YOUR ASSIGNMENT: From top to bottom, return the records that follow exactly.

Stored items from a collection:
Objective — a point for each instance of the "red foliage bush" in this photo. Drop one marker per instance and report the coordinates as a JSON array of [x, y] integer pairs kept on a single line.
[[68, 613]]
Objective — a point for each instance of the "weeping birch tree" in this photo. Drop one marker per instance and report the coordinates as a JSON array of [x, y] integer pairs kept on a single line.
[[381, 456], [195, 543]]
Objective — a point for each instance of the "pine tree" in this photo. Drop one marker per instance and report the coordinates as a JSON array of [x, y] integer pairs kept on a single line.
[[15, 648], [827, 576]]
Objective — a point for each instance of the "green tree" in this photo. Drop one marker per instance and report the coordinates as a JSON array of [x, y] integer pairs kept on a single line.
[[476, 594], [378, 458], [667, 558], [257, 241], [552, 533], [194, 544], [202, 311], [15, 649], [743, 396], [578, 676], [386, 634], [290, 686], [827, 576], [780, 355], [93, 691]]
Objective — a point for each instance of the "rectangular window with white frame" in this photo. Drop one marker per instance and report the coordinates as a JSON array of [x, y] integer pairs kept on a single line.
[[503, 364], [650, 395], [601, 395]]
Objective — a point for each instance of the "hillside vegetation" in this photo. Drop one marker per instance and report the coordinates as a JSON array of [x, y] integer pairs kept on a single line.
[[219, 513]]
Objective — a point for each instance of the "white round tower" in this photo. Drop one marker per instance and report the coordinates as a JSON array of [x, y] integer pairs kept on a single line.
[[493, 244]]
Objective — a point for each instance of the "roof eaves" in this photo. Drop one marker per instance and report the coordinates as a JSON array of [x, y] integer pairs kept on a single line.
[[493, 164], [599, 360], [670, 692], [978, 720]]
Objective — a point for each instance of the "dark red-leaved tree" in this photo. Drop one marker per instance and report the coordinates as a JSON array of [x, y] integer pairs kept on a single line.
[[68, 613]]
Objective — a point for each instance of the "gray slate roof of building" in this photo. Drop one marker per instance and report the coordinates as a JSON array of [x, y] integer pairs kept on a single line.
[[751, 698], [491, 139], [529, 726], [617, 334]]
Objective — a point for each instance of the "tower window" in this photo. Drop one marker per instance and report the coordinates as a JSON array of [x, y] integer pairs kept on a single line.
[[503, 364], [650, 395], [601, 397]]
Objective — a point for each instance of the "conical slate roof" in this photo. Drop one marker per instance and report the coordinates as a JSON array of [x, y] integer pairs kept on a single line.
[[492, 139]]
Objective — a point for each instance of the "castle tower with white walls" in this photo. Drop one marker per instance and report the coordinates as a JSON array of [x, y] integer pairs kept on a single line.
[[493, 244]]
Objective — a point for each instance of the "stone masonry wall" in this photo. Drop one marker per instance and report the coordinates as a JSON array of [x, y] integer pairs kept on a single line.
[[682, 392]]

WRITTEN SOLUTION:
Objective — a point for each instance of the "red foliage bush" in this photo. Drop one marker per instance and report the coordinates as a JSON array of [x, y] integer pairs kept on a single line.
[[68, 613]]
Objective — a point for each instance of the "weeping birch tree" in this photo. Drop one marker per instance and report the coordinates as a JSON array of [x, y] integer pairs kept on a single line.
[[381, 456], [195, 543]]
Objective — a point for each instance of the "pine tree" in this photo. Drop one marker per instance and report the coordinates as a JSON array of [x, y] integer pairs kept on a single line.
[[15, 648], [827, 576]]
Objective — a point for each instance of the "green tree" in this photo. Drop one marker per instance and report the coordinates as a JSON array of [x, y] integer pairs kept on a single line.
[[476, 594], [378, 458], [667, 558], [257, 241], [552, 533], [194, 544], [202, 311], [15, 649], [743, 396], [578, 676], [386, 634], [290, 686], [827, 576], [780, 355], [93, 691]]
Objective — a point for each instance of the "rectangular window with white frame" in this photo. Drop one marker per instance and report the coordinates as a JSON array of [x, y] integer pairs kept on a single line.
[[503, 364], [650, 395], [601, 395]]
Objective — a point for each instance of the "hillside vegetation" in this photo. Drop one marker per instance and report the coordinates as a JSON array of [x, y] integer pairs kept on a single line.
[[219, 513]]
Objective — a point for each instance of the "white round tower" in this photo. Drop one marker per instance and report the coordinates as a JSON array of [x, y] integer pairs kept on a single line.
[[493, 244]]
Objective — a point for each instance of the "roof eaves" in this photo. Drop one marker per instance and report the coordinates as a JSON array of [x, y] integer pairs kept on a single line.
[[493, 164], [599, 360], [670, 692], [978, 720]]
Objective — a point for each instance of the "dark red-leaved tree" in this photo. Drop one marker per instance and report the coordinates as a JSON array of [x, y] integer pairs kept on a single line.
[[68, 613]]
Objective — a point for each instance of the "gray slate roof of building" in this photo. Drop one marker per instance and report the coordinates as a JSON array of [x, y] integer pairs kept on a single line.
[[751, 698], [491, 139], [529, 726], [617, 334]]
Objective — a point for each instance of the "tower window" in this photo. Drop one marker per instance and report the coordinates as a JSON array of [x, y] integer pairs kept on a single line.
[[503, 364], [650, 395], [601, 397]]
Objective — a point for each instance of the "conical slate roof" in this photo. Drop one marker per instance and report the coordinates as a JSON array of [x, y] integer pairs kept on a single line.
[[492, 139]]
Objective — a point for each instance of the "castle tower with white walls" in this photo. Drop one marker per instance and report the coordinates as a JSON array of [x, y] integer pairs kept on a single line.
[[493, 244]]
Objective — a point for each instance of the "stone masonry wall" in this photo. Drop one marker per instance and report the coordinates as a JSON array of [x, y] integer pairs kept on a single line.
[[682, 392]]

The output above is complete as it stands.